▶ **Exercise prompt**
Return every line in the entries below that contains the string "foreground", matching case exactly.

=== Records for the task ===

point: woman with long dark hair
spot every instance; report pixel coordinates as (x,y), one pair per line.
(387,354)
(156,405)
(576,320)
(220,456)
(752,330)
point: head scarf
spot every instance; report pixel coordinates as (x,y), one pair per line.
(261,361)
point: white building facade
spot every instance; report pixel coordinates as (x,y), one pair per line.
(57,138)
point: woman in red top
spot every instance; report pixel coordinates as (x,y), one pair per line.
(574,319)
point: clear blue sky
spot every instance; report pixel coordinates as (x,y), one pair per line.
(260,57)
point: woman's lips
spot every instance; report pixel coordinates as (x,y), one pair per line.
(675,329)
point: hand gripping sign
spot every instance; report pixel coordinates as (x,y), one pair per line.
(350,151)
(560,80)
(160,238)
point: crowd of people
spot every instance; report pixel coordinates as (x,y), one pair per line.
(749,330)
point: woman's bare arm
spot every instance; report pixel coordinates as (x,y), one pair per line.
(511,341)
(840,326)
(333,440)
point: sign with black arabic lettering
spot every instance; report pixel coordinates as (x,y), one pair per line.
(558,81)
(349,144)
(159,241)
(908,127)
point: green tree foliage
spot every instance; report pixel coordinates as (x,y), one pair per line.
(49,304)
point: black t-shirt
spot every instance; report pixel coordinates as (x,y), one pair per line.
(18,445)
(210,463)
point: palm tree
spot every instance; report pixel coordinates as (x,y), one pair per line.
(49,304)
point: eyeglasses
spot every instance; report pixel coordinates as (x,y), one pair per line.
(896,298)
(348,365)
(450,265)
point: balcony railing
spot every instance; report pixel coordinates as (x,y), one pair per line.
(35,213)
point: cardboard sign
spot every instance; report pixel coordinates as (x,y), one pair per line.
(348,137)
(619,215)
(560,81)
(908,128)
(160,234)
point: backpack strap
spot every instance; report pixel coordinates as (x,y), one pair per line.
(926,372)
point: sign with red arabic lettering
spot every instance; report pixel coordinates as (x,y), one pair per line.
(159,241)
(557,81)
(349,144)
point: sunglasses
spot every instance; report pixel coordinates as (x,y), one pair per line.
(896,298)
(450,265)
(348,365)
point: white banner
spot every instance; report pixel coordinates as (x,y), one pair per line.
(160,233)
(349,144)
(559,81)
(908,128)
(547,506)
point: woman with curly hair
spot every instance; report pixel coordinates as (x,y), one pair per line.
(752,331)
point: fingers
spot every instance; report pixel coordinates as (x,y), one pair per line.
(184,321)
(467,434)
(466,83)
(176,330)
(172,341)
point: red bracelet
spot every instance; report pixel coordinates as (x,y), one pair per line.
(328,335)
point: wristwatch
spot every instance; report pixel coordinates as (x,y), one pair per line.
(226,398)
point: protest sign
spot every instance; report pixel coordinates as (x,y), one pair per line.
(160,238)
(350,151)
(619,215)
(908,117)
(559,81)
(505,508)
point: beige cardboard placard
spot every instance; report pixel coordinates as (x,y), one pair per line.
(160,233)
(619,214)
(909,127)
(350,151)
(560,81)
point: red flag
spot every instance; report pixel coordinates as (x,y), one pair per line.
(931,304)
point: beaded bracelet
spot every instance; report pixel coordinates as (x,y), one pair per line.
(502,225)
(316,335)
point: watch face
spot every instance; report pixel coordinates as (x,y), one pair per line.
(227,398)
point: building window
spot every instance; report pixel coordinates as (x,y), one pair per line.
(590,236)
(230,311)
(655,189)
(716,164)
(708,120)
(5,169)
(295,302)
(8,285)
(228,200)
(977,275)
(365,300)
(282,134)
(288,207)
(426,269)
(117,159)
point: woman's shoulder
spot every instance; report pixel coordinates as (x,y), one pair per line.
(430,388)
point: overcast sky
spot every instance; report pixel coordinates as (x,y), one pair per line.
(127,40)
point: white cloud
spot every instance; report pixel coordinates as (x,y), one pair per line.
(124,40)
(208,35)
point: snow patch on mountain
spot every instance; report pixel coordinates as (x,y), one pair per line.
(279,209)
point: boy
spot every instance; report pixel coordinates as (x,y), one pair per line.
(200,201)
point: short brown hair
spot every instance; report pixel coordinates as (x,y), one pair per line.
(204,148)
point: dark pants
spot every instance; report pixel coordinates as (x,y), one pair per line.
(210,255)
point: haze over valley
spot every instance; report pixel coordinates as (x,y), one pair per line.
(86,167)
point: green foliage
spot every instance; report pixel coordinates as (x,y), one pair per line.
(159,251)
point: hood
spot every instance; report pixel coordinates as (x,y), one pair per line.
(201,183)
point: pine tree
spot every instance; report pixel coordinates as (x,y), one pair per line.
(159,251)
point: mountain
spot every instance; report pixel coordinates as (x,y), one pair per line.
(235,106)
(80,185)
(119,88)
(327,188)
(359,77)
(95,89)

===
=== Records for the task ===

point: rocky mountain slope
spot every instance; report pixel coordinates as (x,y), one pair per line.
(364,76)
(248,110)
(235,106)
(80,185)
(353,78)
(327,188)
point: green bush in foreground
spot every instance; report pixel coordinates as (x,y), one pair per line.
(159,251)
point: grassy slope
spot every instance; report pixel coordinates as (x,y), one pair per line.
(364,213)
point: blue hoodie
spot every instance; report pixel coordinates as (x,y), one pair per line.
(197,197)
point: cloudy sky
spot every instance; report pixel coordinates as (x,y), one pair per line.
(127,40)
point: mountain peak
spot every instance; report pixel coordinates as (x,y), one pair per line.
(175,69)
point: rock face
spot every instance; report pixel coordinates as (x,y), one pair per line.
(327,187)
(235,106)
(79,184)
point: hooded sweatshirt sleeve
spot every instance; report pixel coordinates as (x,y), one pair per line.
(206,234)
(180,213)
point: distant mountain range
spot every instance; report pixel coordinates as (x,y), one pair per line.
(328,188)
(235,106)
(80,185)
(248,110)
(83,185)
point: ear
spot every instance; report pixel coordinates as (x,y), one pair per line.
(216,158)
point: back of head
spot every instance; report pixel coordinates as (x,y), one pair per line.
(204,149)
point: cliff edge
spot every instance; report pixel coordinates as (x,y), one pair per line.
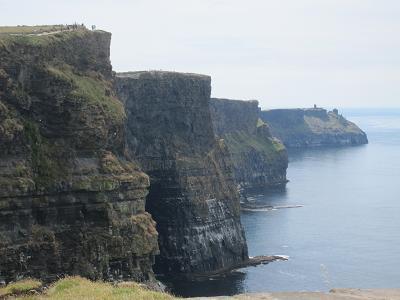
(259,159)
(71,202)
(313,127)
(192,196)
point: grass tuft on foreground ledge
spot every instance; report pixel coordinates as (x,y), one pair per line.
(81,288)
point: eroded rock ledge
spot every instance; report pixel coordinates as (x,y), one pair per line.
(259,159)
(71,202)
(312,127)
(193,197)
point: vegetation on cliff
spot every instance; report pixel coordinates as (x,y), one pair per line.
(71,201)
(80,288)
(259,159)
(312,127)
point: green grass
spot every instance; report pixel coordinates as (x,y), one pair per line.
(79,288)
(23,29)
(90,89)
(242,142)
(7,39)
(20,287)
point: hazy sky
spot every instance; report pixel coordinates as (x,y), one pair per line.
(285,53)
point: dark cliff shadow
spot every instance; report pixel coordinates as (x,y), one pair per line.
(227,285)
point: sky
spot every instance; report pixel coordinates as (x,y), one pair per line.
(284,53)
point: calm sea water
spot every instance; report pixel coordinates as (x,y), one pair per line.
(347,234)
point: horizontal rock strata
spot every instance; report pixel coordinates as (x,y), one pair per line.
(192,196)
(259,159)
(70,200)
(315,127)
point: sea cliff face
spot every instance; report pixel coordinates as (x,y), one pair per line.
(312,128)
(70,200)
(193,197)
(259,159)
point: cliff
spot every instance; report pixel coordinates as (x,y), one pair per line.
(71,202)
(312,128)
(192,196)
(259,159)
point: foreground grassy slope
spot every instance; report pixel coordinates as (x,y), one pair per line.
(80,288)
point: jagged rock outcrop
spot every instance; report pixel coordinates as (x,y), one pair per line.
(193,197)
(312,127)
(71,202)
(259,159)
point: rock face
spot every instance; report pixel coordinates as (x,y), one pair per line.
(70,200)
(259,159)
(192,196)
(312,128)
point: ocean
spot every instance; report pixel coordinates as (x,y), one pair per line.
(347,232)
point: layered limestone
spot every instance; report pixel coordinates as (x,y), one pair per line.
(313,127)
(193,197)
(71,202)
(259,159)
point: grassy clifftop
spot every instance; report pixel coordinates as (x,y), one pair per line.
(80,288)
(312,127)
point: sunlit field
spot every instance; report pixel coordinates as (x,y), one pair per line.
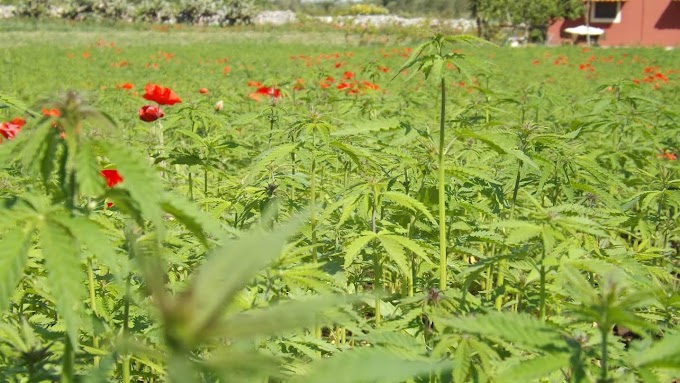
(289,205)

===

▶ **Written solution**
point: green bush in foreground
point: grass tuft on foreground ledge
point: foreground grassy slope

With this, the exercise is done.